• **WORK REQUEST**
In the listing that follows, the lines starting at the one containing "Kindly put a point on every instance of the tree line" and ending at the one containing "Target: wooden fence post" are to be returned exactly, both boundary lines included, and no others.

• **EXTRACTED MATERIAL**
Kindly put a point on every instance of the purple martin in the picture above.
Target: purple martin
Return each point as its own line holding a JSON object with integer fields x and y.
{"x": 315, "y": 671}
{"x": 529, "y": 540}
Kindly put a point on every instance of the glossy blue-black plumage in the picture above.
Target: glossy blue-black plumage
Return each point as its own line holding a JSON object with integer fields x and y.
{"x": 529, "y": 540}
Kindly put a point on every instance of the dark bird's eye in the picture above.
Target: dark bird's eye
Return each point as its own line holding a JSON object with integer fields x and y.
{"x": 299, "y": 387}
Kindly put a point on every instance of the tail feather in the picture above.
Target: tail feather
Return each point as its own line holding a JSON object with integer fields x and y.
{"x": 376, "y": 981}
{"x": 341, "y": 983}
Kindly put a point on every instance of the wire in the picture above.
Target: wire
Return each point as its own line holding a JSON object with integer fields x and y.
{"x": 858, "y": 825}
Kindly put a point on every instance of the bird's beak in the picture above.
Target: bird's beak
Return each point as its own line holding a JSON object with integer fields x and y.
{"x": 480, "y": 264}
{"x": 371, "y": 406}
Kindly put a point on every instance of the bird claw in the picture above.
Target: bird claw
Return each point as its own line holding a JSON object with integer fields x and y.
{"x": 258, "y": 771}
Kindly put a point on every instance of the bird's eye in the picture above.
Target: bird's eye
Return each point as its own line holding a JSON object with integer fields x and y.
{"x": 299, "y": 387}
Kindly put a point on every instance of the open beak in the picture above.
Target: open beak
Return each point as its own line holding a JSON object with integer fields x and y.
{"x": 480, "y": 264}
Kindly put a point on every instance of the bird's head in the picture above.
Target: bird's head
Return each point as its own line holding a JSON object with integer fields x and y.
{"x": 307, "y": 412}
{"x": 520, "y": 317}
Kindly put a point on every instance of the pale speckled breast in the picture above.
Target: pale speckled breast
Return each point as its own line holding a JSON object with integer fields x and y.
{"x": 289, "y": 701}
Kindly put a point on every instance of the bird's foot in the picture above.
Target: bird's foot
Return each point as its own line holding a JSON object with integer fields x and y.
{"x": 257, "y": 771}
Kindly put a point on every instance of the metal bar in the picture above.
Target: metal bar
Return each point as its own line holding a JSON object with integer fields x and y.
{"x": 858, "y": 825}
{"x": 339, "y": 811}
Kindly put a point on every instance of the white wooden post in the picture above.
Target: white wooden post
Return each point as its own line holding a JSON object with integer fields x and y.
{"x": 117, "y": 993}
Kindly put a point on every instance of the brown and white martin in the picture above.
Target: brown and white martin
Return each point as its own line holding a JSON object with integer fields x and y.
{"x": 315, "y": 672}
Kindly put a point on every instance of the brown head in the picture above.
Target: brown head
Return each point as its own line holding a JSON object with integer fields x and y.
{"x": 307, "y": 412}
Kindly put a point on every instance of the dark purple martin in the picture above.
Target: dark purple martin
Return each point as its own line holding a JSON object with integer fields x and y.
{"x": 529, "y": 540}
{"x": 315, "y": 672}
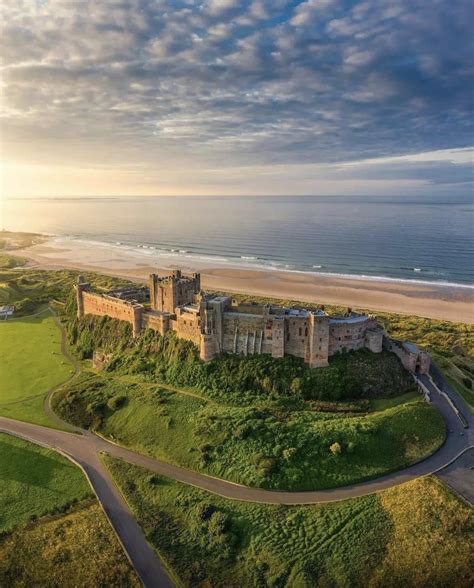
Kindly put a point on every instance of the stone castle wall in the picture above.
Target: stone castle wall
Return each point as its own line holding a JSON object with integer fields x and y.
{"x": 101, "y": 305}
{"x": 217, "y": 325}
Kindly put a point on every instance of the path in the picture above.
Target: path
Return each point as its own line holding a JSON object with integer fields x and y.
{"x": 86, "y": 447}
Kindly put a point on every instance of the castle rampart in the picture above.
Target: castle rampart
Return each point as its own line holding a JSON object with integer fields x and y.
{"x": 217, "y": 324}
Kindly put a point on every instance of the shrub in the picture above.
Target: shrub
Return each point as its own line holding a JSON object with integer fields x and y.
{"x": 116, "y": 402}
{"x": 335, "y": 448}
{"x": 218, "y": 523}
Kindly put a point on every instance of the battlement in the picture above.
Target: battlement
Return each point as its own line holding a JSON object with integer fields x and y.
{"x": 217, "y": 324}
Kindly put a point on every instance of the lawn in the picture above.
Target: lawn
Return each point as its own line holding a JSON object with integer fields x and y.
{"x": 52, "y": 531}
{"x": 459, "y": 371}
{"x": 31, "y": 363}
{"x": 35, "y": 481}
{"x": 78, "y": 548}
{"x": 267, "y": 445}
{"x": 413, "y": 535}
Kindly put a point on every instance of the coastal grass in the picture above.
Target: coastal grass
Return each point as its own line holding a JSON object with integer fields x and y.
{"x": 459, "y": 371}
{"x": 31, "y": 364}
{"x": 414, "y": 535}
{"x": 268, "y": 445}
{"x": 78, "y": 548}
{"x": 35, "y": 481}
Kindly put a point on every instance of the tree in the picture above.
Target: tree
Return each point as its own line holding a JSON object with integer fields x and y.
{"x": 335, "y": 448}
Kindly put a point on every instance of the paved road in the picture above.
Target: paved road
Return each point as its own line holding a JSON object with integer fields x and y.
{"x": 83, "y": 447}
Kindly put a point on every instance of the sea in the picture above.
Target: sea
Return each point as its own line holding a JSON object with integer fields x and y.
{"x": 423, "y": 238}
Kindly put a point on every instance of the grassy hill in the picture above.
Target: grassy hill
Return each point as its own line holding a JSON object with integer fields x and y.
{"x": 35, "y": 481}
{"x": 270, "y": 444}
{"x": 31, "y": 364}
{"x": 413, "y": 535}
{"x": 52, "y": 531}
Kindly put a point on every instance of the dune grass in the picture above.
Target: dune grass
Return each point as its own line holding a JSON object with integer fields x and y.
{"x": 31, "y": 363}
{"x": 35, "y": 481}
{"x": 385, "y": 539}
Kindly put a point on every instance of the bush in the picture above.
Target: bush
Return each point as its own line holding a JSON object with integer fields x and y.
{"x": 335, "y": 448}
{"x": 116, "y": 402}
{"x": 218, "y": 523}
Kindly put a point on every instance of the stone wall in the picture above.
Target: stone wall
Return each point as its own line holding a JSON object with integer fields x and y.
{"x": 170, "y": 292}
{"x": 101, "y": 305}
{"x": 156, "y": 321}
{"x": 187, "y": 326}
{"x": 217, "y": 325}
{"x": 412, "y": 358}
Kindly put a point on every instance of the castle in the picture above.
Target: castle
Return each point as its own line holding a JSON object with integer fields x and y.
{"x": 216, "y": 324}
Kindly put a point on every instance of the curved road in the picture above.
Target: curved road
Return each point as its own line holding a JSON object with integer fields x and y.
{"x": 84, "y": 449}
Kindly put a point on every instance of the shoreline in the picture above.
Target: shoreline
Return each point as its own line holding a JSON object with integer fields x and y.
{"x": 409, "y": 297}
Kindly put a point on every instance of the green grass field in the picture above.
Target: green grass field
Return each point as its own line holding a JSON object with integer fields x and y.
{"x": 413, "y": 535}
{"x": 264, "y": 446}
{"x": 35, "y": 481}
{"x": 46, "y": 539}
{"x": 459, "y": 371}
{"x": 31, "y": 363}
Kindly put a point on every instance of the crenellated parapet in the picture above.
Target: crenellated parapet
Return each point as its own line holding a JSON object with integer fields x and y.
{"x": 217, "y": 324}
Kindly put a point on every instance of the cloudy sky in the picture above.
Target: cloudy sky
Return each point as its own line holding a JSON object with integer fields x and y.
{"x": 236, "y": 97}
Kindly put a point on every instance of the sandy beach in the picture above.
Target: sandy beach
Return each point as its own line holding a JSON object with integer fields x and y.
{"x": 438, "y": 301}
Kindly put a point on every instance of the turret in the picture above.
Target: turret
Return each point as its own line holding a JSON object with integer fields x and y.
{"x": 81, "y": 286}
{"x": 317, "y": 351}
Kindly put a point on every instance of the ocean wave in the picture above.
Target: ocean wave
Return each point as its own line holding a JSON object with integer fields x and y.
{"x": 257, "y": 263}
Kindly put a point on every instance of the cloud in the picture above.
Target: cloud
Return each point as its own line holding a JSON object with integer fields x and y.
{"x": 231, "y": 84}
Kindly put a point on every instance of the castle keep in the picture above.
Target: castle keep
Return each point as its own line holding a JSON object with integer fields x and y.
{"x": 218, "y": 325}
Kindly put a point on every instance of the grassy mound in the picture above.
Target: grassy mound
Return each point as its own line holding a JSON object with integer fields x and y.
{"x": 267, "y": 445}
{"x": 413, "y": 535}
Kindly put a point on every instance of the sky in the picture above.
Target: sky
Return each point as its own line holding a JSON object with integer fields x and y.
{"x": 229, "y": 97}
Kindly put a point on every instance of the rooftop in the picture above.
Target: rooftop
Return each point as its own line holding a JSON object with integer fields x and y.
{"x": 354, "y": 318}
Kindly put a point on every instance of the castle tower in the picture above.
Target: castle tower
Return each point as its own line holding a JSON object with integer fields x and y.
{"x": 137, "y": 319}
{"x": 278, "y": 336}
{"x": 317, "y": 351}
{"x": 81, "y": 286}
{"x": 166, "y": 294}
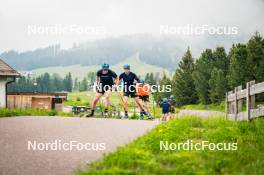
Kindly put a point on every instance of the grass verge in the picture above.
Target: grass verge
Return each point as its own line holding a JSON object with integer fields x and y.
{"x": 212, "y": 107}
{"x": 143, "y": 156}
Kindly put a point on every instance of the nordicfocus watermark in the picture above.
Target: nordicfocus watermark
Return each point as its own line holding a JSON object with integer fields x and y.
{"x": 131, "y": 88}
{"x": 59, "y": 29}
{"x": 190, "y": 145}
{"x": 59, "y": 145}
{"x": 191, "y": 29}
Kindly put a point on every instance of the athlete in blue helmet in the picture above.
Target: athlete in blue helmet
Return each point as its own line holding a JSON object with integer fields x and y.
{"x": 104, "y": 84}
{"x": 129, "y": 80}
{"x": 165, "y": 106}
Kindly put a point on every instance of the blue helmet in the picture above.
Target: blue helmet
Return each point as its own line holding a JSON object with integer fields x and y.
{"x": 141, "y": 80}
{"x": 105, "y": 66}
{"x": 126, "y": 66}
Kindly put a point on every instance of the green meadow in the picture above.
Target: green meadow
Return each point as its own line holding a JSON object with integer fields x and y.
{"x": 143, "y": 156}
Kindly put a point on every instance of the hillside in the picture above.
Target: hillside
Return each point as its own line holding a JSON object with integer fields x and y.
{"x": 112, "y": 50}
{"x": 80, "y": 71}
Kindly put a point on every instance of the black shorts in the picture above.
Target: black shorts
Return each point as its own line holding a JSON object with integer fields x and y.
{"x": 103, "y": 89}
{"x": 144, "y": 98}
{"x": 130, "y": 94}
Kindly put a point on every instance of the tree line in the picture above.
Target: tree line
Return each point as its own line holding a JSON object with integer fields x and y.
{"x": 206, "y": 79}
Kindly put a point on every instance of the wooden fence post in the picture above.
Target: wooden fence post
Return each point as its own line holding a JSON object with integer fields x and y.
{"x": 252, "y": 97}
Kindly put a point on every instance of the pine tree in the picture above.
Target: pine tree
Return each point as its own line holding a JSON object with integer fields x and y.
{"x": 238, "y": 70}
{"x": 255, "y": 48}
{"x": 182, "y": 83}
{"x": 202, "y": 74}
{"x": 217, "y": 85}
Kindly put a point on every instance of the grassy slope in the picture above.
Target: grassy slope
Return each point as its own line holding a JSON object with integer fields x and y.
{"x": 144, "y": 157}
{"x": 80, "y": 71}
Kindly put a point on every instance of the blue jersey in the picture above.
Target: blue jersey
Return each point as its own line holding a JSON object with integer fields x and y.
{"x": 165, "y": 107}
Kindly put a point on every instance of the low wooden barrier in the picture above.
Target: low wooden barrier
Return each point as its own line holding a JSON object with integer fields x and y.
{"x": 234, "y": 102}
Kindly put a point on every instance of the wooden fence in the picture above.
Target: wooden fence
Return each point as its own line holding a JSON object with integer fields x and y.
{"x": 235, "y": 99}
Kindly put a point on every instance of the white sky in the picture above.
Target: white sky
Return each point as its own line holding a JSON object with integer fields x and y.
{"x": 119, "y": 17}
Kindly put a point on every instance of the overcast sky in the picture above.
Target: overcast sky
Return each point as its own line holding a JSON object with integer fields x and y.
{"x": 107, "y": 18}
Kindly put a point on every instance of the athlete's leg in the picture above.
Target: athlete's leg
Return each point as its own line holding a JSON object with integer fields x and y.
{"x": 137, "y": 100}
{"x": 94, "y": 102}
{"x": 107, "y": 98}
{"x": 125, "y": 98}
{"x": 96, "y": 99}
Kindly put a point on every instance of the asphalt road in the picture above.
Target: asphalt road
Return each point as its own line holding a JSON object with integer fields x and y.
{"x": 16, "y": 134}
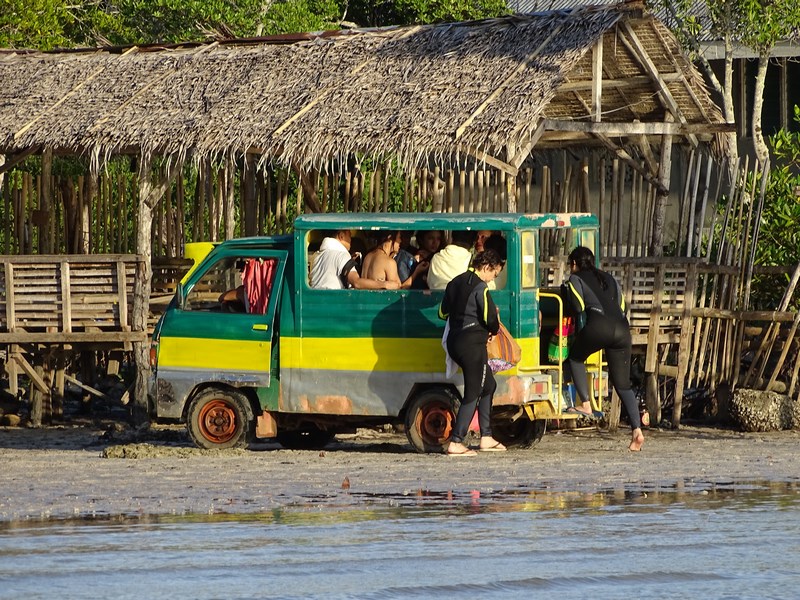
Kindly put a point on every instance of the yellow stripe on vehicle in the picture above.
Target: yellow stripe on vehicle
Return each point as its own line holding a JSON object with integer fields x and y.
{"x": 418, "y": 355}
{"x": 214, "y": 354}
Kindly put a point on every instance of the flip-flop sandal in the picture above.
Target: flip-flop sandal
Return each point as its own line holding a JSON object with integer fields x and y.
{"x": 498, "y": 447}
{"x": 467, "y": 452}
{"x": 575, "y": 411}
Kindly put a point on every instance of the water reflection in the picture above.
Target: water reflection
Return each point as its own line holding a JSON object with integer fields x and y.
{"x": 733, "y": 539}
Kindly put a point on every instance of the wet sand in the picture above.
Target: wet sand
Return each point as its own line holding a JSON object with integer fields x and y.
{"x": 83, "y": 472}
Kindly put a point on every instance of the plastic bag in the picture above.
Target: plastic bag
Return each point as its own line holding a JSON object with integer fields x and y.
{"x": 503, "y": 350}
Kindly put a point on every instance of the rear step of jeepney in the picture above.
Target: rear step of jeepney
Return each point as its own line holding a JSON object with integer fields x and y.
{"x": 543, "y": 397}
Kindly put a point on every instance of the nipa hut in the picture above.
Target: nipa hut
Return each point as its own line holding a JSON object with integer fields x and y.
{"x": 452, "y": 97}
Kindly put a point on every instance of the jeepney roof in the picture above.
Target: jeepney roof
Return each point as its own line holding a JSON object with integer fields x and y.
{"x": 470, "y": 221}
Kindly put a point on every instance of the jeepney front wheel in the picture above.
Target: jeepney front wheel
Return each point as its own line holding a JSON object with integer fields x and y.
{"x": 219, "y": 419}
{"x": 430, "y": 419}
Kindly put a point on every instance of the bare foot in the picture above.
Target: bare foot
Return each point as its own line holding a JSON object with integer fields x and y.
{"x": 458, "y": 449}
{"x": 637, "y": 440}
{"x": 489, "y": 444}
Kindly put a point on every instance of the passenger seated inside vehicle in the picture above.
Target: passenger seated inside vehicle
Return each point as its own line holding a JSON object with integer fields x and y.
{"x": 380, "y": 265}
{"x": 335, "y": 266}
{"x": 252, "y": 295}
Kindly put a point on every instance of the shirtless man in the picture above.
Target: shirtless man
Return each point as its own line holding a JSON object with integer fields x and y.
{"x": 333, "y": 257}
{"x": 379, "y": 264}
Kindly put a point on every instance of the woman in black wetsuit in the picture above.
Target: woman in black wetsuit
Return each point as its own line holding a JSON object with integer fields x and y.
{"x": 472, "y": 316}
{"x": 598, "y": 295}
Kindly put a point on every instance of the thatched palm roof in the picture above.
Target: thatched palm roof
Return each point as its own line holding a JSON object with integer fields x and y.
{"x": 418, "y": 93}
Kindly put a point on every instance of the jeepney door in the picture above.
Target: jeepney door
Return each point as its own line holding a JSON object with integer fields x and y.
{"x": 223, "y": 327}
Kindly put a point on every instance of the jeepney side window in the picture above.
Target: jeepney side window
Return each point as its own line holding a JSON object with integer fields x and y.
{"x": 529, "y": 260}
{"x": 235, "y": 285}
{"x": 359, "y": 246}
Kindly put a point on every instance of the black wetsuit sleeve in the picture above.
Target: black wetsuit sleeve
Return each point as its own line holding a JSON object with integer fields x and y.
{"x": 444, "y": 307}
{"x": 575, "y": 302}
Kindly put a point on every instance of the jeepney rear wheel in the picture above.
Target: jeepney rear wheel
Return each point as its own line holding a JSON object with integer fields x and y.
{"x": 219, "y": 419}
{"x": 522, "y": 433}
{"x": 430, "y": 419}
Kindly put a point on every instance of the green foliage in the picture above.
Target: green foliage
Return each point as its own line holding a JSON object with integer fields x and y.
{"x": 34, "y": 23}
{"x": 779, "y": 237}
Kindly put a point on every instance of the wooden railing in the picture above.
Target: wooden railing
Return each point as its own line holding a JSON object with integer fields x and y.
{"x": 67, "y": 298}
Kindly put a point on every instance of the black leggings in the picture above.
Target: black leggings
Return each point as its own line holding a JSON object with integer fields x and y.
{"x": 468, "y": 349}
{"x": 615, "y": 338}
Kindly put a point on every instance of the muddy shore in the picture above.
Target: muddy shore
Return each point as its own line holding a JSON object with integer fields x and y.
{"x": 87, "y": 472}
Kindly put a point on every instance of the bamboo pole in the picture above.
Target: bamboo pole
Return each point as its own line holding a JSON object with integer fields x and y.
{"x": 784, "y": 352}
{"x": 768, "y": 342}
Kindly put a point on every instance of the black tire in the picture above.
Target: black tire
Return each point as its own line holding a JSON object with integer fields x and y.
{"x": 219, "y": 419}
{"x": 308, "y": 437}
{"x": 430, "y": 418}
{"x": 522, "y": 433}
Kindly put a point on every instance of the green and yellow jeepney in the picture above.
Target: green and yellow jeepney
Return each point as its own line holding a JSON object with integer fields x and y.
{"x": 303, "y": 364}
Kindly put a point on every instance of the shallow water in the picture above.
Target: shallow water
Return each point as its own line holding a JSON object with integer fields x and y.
{"x": 708, "y": 541}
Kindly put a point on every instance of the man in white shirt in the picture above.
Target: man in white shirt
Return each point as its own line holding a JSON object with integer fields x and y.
{"x": 333, "y": 256}
{"x": 451, "y": 261}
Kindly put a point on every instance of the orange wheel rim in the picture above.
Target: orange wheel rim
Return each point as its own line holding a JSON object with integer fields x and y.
{"x": 435, "y": 423}
{"x": 217, "y": 421}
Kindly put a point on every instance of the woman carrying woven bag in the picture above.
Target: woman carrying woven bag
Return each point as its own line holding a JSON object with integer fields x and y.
{"x": 472, "y": 317}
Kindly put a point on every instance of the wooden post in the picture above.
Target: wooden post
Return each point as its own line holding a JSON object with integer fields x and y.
{"x": 685, "y": 342}
{"x": 662, "y": 194}
{"x": 46, "y": 203}
{"x": 149, "y": 195}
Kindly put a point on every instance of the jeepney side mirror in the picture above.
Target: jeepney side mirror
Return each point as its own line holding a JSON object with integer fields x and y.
{"x": 180, "y": 296}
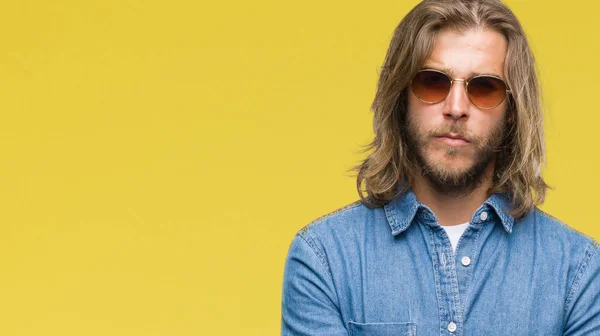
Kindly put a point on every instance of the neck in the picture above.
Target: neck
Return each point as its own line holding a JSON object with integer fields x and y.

• **EXERCISE RESULT**
Kindly put a point on every instance of the tree line in the picture above.
Target: tree line
Return each point as its own line holding a JSON object with integer fields x and y.
{"x": 206, "y": 79}
Kindly put a point on every instance of the wooden fence post in the picture above.
Target: wooden fence post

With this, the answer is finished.